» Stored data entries
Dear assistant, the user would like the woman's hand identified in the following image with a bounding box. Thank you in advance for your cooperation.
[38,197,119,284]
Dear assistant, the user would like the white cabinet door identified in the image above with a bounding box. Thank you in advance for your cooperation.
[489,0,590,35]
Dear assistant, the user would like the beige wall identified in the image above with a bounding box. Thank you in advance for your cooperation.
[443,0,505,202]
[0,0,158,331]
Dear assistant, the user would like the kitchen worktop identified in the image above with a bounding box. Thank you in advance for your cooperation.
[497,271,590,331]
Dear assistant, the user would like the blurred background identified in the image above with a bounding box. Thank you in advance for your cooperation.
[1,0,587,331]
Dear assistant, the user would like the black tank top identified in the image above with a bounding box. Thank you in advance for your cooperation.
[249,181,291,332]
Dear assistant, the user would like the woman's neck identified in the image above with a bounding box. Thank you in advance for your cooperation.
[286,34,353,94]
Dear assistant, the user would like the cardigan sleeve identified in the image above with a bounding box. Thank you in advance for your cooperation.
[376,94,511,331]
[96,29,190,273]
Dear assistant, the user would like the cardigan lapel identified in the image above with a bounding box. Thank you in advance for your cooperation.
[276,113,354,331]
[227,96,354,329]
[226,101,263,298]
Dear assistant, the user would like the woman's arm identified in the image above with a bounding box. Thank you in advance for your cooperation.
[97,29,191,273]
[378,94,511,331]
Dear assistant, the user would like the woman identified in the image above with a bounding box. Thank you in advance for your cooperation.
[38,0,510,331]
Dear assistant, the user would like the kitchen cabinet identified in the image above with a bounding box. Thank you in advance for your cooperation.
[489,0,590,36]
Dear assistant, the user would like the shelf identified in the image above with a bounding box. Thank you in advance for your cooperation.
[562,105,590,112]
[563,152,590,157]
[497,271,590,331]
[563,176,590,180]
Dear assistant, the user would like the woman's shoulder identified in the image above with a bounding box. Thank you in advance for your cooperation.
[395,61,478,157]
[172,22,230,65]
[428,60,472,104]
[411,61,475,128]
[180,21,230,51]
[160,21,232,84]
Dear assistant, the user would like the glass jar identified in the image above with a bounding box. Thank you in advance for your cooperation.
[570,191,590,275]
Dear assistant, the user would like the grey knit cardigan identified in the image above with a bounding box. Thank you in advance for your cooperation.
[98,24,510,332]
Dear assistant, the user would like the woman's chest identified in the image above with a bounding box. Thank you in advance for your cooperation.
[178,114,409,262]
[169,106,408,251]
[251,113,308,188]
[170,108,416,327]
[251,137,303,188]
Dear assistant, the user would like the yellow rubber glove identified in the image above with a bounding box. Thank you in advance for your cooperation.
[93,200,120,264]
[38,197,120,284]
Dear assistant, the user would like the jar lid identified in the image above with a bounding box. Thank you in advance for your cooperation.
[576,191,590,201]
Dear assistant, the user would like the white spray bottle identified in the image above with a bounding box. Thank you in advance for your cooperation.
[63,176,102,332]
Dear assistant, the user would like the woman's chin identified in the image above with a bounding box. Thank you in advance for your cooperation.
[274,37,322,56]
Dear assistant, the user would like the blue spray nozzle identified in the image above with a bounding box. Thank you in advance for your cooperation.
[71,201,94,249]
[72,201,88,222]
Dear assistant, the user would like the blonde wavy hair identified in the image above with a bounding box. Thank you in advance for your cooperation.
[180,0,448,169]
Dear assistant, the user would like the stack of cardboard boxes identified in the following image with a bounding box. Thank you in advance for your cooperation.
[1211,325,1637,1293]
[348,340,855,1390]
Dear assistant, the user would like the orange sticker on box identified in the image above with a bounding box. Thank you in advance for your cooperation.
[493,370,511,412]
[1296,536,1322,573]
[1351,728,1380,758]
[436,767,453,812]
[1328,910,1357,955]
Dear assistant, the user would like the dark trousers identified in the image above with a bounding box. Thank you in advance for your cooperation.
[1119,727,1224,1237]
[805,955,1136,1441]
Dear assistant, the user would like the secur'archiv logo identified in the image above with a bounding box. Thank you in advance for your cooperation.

» Work item
This calls for an exact transcription of every entry above.

» Result for this exercise
Dear assistant, the user would like the woman's hand identified in the following image with a bounding box. Thank you in advance for your cooperation.
[38,197,119,284]
Dear assistant, the user would like the white cabinet door identified in the image above with a bounding box. Thank you in advance for your cooperation.
[489,0,590,35]
Dear assistant, the user would like the beige wall identified in the image above with a bounding box. Thank you in advance for your cooperation.
[443,0,505,202]
[0,0,158,331]
Dear assistant, the user would like the kitchen worktop identified in the image above with a bounding box. Thank you in advance for your cooperation.
[497,271,590,331]
Dear assistant, the user would like the blurred background identified in the image above with a bounding box. Thank you in advance for your cooperation.
[1,0,587,331]
Dear assistant, the user would like the black tank top identified in the image above with a bounding box. Thank you in advance for your cooperation.
[249,181,291,332]
Dear assistant, the user would like the woman's neck identified in the image above with a bounding box. Thank you in advance for your cooperation.
[286,34,353,94]
Dear assistant, the user would like the cardigan sleeve identified in the image above with a bounding box. Thank you in advance for your cooperation.
[376,94,511,331]
[96,29,190,273]
Dear assistant, the user would like the cardigan lapel identified in the image above with a bounding box. Thank you in advance for your cooperation.
[276,113,354,331]
[227,96,354,329]
[226,101,263,298]
Dear assistant, the user would like the woman's arm identified in the image above with a bounding box. Thank you in advance for your cooperation.
[97,29,191,273]
[378,94,511,331]
Dear assistant, the user would like the woman identified in the image above with a bounding box. Thank you in advance for your cooperation.
[38,0,510,331]
Dear assistant, the user would like the kitchen cabinet identified in the image above with a bounding box. Thank you in advance for your cooperation.
[489,0,590,36]
Dear assistant, the user would like the shelf identified in the image above with a bounding box. Thank you in advance for your cooperation.
[562,105,590,112]
[563,152,590,157]
[497,271,590,331]
[563,176,590,180]
Dear assistant, the user would like the woman's shoulder identified in the image above with a bounding box. Thank you in advance for your cooperation.
[395,61,478,157]
[172,22,230,65]
[428,60,472,104]
[411,61,475,128]
[180,21,230,51]
[160,21,232,84]
Dear assistant, the user would like the glass jar identified in the image above with a bounding box. Thank you in advance for your cooperation.
[570,191,590,275]
Dear assistant, the user would like the grey knit cardigan identified in the image above with a bounding box. Thank you in advance for your cooperation.
[98,24,510,332]
Dear assistant, the user would like the woman's chest identified in the image above with a bounding box. Thank you in advance for your cooperation.
[178,114,409,262]
[169,106,408,251]
[251,113,308,188]
[170,108,416,327]
[251,137,303,188]
Dear assistant, the user would like the yellow rubber glove identified in the image above with a bounding box. Thank you in advance for your cooperation.
[93,200,120,264]
[38,197,120,284]
Dear assistant, the user would like the jar lid identified in the image above with a bounding box. Thank you in advance for your cooperation.
[576,191,590,201]
Dear assistant, the user would like the white spray bottle identified in the image above with a bounding box. Thank you in advance for your cooperation.
[63,176,102,332]
Dear assistant, the user would like the woman's chin identified in the image above with a bounding box. Thank you in advance for your cooperation.
[274,37,322,56]
Dear assistant, the user would like the blue spray nozzle identified in the image above with a bounding box. Thank you in advance for your cooperation.
[71,201,94,249]
[72,201,88,222]
Dear assistant, the user would like the blonde wavy hair identified in the image above with a bounding box. Thank you in advance for your cooperation.
[180,0,448,169]
Dear assistant, the user would like the stack of cardboard boxes identified in the following image with a bounding box. Thank you in advance for your cooperation.
[1211,325,1637,1293]
[348,340,855,1390]
Dear assistant, the user would like the orange sticker on box identified in the image above with a bounding box. Thank you in advance for your cooperation.
[493,370,511,412]
[1296,536,1322,573]
[1351,728,1380,758]
[436,767,453,812]
[1328,910,1357,955]
Dear assistant, the user would like the dark trousers identified in the image above with a bounding box. Thank you in advance for your cooperation.
[1119,727,1224,1237]
[805,955,1136,1441]
Dear assistant, the user would like the secur'archiv logo identified in the image above with a bounding box. Thank you in advance for your cooperation.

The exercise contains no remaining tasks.